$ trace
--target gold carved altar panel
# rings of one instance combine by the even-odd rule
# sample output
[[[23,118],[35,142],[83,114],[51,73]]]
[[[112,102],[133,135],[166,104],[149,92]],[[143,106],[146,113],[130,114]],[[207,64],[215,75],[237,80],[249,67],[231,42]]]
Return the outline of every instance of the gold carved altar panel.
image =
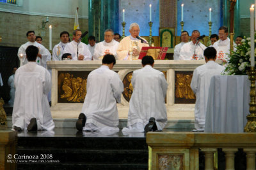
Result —
[[[195,103],[196,97],[190,87],[192,76],[192,71],[175,71],[175,104]]]

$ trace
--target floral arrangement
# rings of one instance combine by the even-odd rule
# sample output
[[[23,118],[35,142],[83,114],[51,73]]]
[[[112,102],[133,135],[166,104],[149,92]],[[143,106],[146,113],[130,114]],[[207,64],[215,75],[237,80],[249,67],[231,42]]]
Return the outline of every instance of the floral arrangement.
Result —
[[[256,40],[255,41],[256,42]],[[228,55],[229,59],[226,66],[226,75],[246,75],[246,71],[250,66],[251,40],[244,36],[241,40],[242,45],[234,46],[234,50]]]

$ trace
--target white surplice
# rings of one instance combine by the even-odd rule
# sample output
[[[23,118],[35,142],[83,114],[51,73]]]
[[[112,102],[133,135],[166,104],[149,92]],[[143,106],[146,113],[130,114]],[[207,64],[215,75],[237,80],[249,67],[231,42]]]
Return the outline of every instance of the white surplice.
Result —
[[[140,52],[141,50],[141,48],[143,46],[149,46],[148,44],[147,44],[147,41],[144,38],[145,43],[141,43],[141,40],[138,38],[133,38],[132,36],[129,36],[124,38],[118,45],[118,47],[116,50],[116,53],[118,55],[118,60],[131,60],[133,59],[138,59],[139,55],[138,56],[131,56],[129,54],[129,52],[132,51],[132,48],[135,48]],[[138,46],[134,46],[132,45],[132,42],[135,41],[137,42]]]
[[[52,60],[61,60],[61,57],[63,54],[63,51],[66,45],[60,41],[58,45],[56,45],[52,49]]]
[[[78,50],[77,50],[78,46]],[[83,55],[84,58],[84,60],[92,60],[92,54],[88,48],[87,45],[83,42],[77,43],[75,41],[72,41],[66,45],[65,47],[63,53],[71,53],[72,60],[77,60],[77,50],[78,55],[80,54]]]
[[[121,102],[124,91],[119,75],[102,66],[89,74],[86,91],[81,111],[87,117],[83,131],[118,130],[116,101]]]
[[[227,38],[225,40],[219,39],[213,44],[213,47],[217,51],[217,60],[222,59],[226,60],[228,59],[228,54],[230,50],[230,39]]]
[[[196,60],[204,59],[204,50],[206,48],[206,46],[199,42],[196,45],[193,43],[193,41],[188,42],[180,48],[180,60],[193,60],[193,59],[194,53],[196,55]]]
[[[164,97],[168,83],[164,74],[146,65],[132,73],[133,92],[129,103],[127,128],[122,131],[143,132],[150,117],[154,117],[158,130],[167,123]]]
[[[8,85],[11,88],[10,91],[9,105],[13,106],[14,103],[14,98],[15,97],[15,87],[14,86],[14,74],[10,76],[8,78]]]
[[[43,66],[44,67],[46,67],[46,61],[47,60],[47,57],[51,55],[50,52],[44,45],[35,41],[33,43],[28,41],[25,44],[20,46],[18,50],[18,57],[20,60],[20,66],[24,65],[28,62],[28,59],[26,58],[26,49],[27,49],[28,46],[29,45],[33,45],[38,48],[39,53],[42,55],[42,59],[39,57],[36,58],[36,64],[39,66]],[[22,54],[22,58],[20,59],[20,55]]]
[[[181,42],[180,43],[175,45],[175,46],[174,47],[173,60],[177,60],[180,59],[180,52],[181,47],[186,43]]]
[[[114,55],[115,58],[117,59],[116,49],[118,47],[119,43],[112,39],[109,43],[104,41],[101,41],[96,45],[95,49],[93,55],[93,60],[102,60],[103,56],[106,53],[110,53]]]
[[[198,131],[204,131],[205,112],[208,99],[211,78],[215,75],[220,75],[225,67],[212,60],[196,67],[193,73],[190,86],[196,96],[195,106],[195,128]]]
[[[15,72],[16,88],[12,113],[12,127],[27,129],[32,118],[36,118],[38,130],[54,128],[47,93],[51,87],[51,76],[44,67],[29,62]]]

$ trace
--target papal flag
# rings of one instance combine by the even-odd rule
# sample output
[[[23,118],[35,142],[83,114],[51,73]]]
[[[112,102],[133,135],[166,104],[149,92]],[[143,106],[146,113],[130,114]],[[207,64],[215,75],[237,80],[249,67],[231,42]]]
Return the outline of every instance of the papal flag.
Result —
[[[78,8],[77,8],[76,11],[76,17],[75,17],[75,24],[74,24],[74,30],[76,30],[77,29],[79,29],[79,24],[78,23]]]

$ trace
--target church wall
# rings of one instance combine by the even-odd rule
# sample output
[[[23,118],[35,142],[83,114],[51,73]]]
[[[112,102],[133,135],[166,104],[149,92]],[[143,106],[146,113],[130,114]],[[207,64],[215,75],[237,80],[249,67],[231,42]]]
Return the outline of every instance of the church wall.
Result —
[[[49,48],[49,26],[52,26],[52,47],[60,41],[60,33],[68,31],[71,36],[74,29],[74,15],[79,8],[79,22],[82,31],[88,30],[88,0],[17,1],[22,4],[0,3],[0,46],[19,47],[28,39],[26,33],[34,30],[36,35],[43,38],[42,44]],[[61,8],[60,8],[61,7]],[[42,21],[49,17],[49,22],[42,29]]]

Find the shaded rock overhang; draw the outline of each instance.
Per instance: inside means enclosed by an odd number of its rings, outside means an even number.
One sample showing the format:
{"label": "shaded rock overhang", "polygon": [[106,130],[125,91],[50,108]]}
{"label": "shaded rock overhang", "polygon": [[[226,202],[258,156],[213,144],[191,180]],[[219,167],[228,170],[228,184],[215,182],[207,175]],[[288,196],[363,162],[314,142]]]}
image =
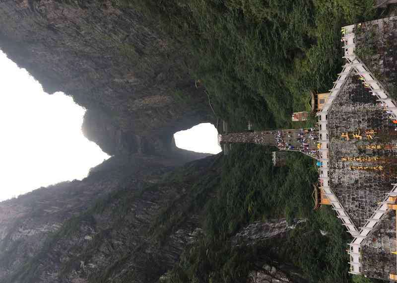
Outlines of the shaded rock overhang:
{"label": "shaded rock overhang", "polygon": [[168,154],[174,133],[214,122],[189,54],[157,23],[110,1],[71,3],[0,2],[0,49],[87,109],[88,139],[110,155]]}

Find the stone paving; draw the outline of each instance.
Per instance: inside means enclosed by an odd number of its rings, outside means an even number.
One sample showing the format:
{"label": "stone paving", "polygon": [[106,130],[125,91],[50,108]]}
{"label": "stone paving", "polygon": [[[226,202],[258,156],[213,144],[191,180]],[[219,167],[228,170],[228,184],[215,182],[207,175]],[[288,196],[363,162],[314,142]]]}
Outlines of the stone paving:
{"label": "stone paving", "polygon": [[250,143],[276,146],[280,150],[293,150],[317,157],[318,134],[314,129],[223,133],[220,144]]}
{"label": "stone paving", "polygon": [[358,77],[348,80],[328,115],[331,186],[360,227],[396,181],[397,131]]}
▬▬▬▬▬▬
### What is required
Give all the entries again exactly, dropping each picture.

### Exercise answer
$ trace
--target gold carved altar panel
# rings of one instance combine by the even-odd rule
# sample output
[[[23,118],[35,142],[83,114],[51,73]]]
[[[112,102],[133,135],[166,104],[149,92]],[[143,106],[146,113],[130,114]],[[207,64],[215,75],[237,80],[249,67],[231,42]]]
Return the outline of every instance of the gold carved altar panel.
image =
Result —
[[[195,103],[196,97],[190,87],[192,76],[192,71],[175,71],[175,104]]]

$ trace
--target floral arrangement
# rings of one instance combine by the even-odd rule
# sample output
[[[23,118],[35,142],[83,114],[51,73]]]
[[[112,102],[133,135],[166,104],[149,92]],[[143,106],[146,113],[130,114]],[[207,64],[215,75],[237,80],[249,67],[231,42]]]
Return the outline of every instance of the floral arrangement.
Result —
[[[256,40],[255,41],[256,42]],[[228,55],[229,59],[226,66],[226,75],[246,75],[246,71],[250,66],[251,40],[244,36],[241,40],[242,45],[234,46],[234,50]]]

$ trace
--target white surplice
# rings of one instance combine by the even-odd rule
# sample output
[[[23,118],[35,142],[83,114],[51,73]]]
[[[112,102],[133,135],[166,104],[149,92]],[[143,106],[146,113],[130,114]],[[207,64],[215,75],[237,80],[249,67],[231,42]]]
Return the outline of every instance of the white surplice.
Result —
[[[140,52],[141,50],[141,48],[143,46],[149,46],[148,44],[147,44],[147,41],[144,38],[145,43],[141,43],[141,40],[138,38],[133,38],[132,36],[129,36],[124,38],[118,45],[118,47],[116,50],[116,53],[118,55],[118,60],[131,60],[133,59],[138,59],[139,55],[138,56],[131,56],[129,54],[129,52],[132,51],[132,48],[135,48]],[[138,46],[134,46],[132,45],[132,42],[135,41],[137,42]]]
[[[52,60],[61,60],[61,57],[63,54],[63,51],[66,45],[60,41],[58,45],[56,45],[52,49]]]
[[[78,50],[77,50],[78,46]],[[83,55],[84,58],[84,60],[92,60],[92,54],[88,48],[87,45],[83,42],[77,43],[75,41],[72,41],[66,45],[65,47],[63,53],[71,53],[72,60],[77,60],[77,50],[78,55],[80,54]]]
[[[121,102],[124,91],[119,75],[102,66],[89,74],[86,91],[81,111],[87,117],[83,131],[118,130],[116,101]]]
[[[227,38],[225,40],[219,39],[213,44],[213,47],[217,51],[217,60],[222,59],[226,60],[228,59],[228,54],[230,50],[230,39]]]
[[[196,60],[204,59],[204,50],[206,48],[206,46],[199,42],[196,45],[193,43],[193,41],[188,42],[180,48],[180,60],[193,60],[193,59],[194,53],[196,55]]]
[[[164,97],[168,83],[164,74],[146,65],[132,73],[133,92],[129,103],[127,128],[122,131],[143,132],[150,117],[154,117],[158,130],[167,123]]]
[[[8,85],[11,88],[10,91],[9,105],[13,106],[14,103],[14,98],[15,97],[15,87],[14,86],[14,74],[10,76],[8,78]]]
[[[43,66],[44,67],[46,67],[46,61],[47,60],[47,57],[51,55],[50,52],[44,45],[35,41],[33,43],[28,41],[25,44],[20,46],[18,50],[18,57],[20,60],[20,66],[24,65],[28,62],[28,59],[26,58],[26,49],[27,49],[28,46],[29,45],[33,45],[38,48],[39,53],[42,55],[42,59],[39,57],[36,58],[36,64],[39,66]],[[22,54],[22,58],[20,59],[20,55]]]
[[[181,42],[180,43],[175,45],[175,46],[174,47],[173,60],[177,60],[180,59],[180,52],[181,47],[186,43]]]
[[[114,55],[115,58],[117,59],[116,49],[118,47],[119,43],[112,39],[109,43],[104,41],[101,41],[96,45],[95,49],[93,55],[93,60],[102,60],[103,56],[106,53],[110,53]]]
[[[198,131],[204,131],[205,112],[208,99],[211,78],[215,75],[220,75],[225,67],[212,60],[196,67],[193,73],[190,86],[196,96],[195,106],[195,128]]]
[[[15,72],[16,88],[12,113],[12,127],[27,129],[32,118],[36,118],[38,130],[54,128],[47,93],[51,87],[51,76],[44,67],[29,62]]]

$ trace
--target papal flag
# rings of one instance combine by the even-odd rule
# sample output
[[[23,118],[35,142],[83,114],[51,73]]]
[[[112,102],[133,135],[166,104],[149,92]],[[143,106],[146,113],[130,114]],[[207,64],[215,75],[237,80],[249,67],[231,42]]]
Return the outline of every instance of the papal flag.
Result —
[[[78,8],[77,8],[76,11],[76,17],[75,17],[75,24],[74,24],[74,30],[76,30],[77,29],[79,29],[79,24],[78,23]]]

$ trace
--target church wall
# rings of one instance combine by the even-odd rule
# sample output
[[[23,118],[35,142],[83,114],[51,73]]]
[[[112,102],[133,135],[166,104],[149,92]],[[143,106],[146,113],[130,114]],[[207,64],[215,75],[237,80],[249,67],[231,42]]]
Return the outline of every instance of the church wall.
Result —
[[[49,48],[49,26],[52,26],[52,47],[60,41],[60,33],[68,31],[71,36],[74,29],[74,15],[79,8],[79,22],[82,31],[88,30],[88,0],[17,1],[22,4],[0,3],[0,46],[19,47],[28,39],[26,33],[34,30],[36,35],[43,38],[42,44]],[[61,8],[60,8],[61,7]],[[42,21],[49,17],[49,22],[42,29]]]

Find the shaded rock overhang; draw the outline of each instance.
Per instance: inside means enclosed by an odd number of its rings, outside means an even number.
One sample showing the format:
{"label": "shaded rock overhang", "polygon": [[106,130],[125,91],[50,108]]}
{"label": "shaded rock overhang", "polygon": [[[226,202],[258,156],[213,144],[191,180]],[[219,167],[228,170],[228,184],[215,182],[207,175]],[[288,196],[363,162],[314,142]]]}
image =
Outlines of the shaded rock overhang:
{"label": "shaded rock overhang", "polygon": [[168,154],[174,133],[214,122],[189,54],[157,23],[110,1],[71,3],[0,2],[0,49],[87,109],[88,139],[110,155]]}

Find the stone paving; draw the outline of each instance.
Per instance: inside means enclosed by an odd number of its rings, outside means an even number.
One sample showing the format:
{"label": "stone paving", "polygon": [[106,130],[125,91],[50,108]]}
{"label": "stone paving", "polygon": [[[226,202],[258,156],[213,144],[191,180]],[[219,167],[228,170],[228,184],[215,182],[207,175]],[[288,196],[363,162],[314,142]]]}
Outlines of the stone paving:
{"label": "stone paving", "polygon": [[250,143],[276,146],[280,150],[293,150],[317,157],[318,134],[314,129],[223,133],[220,144]]}
{"label": "stone paving", "polygon": [[358,77],[348,80],[328,115],[331,186],[360,227],[396,181],[397,131]]}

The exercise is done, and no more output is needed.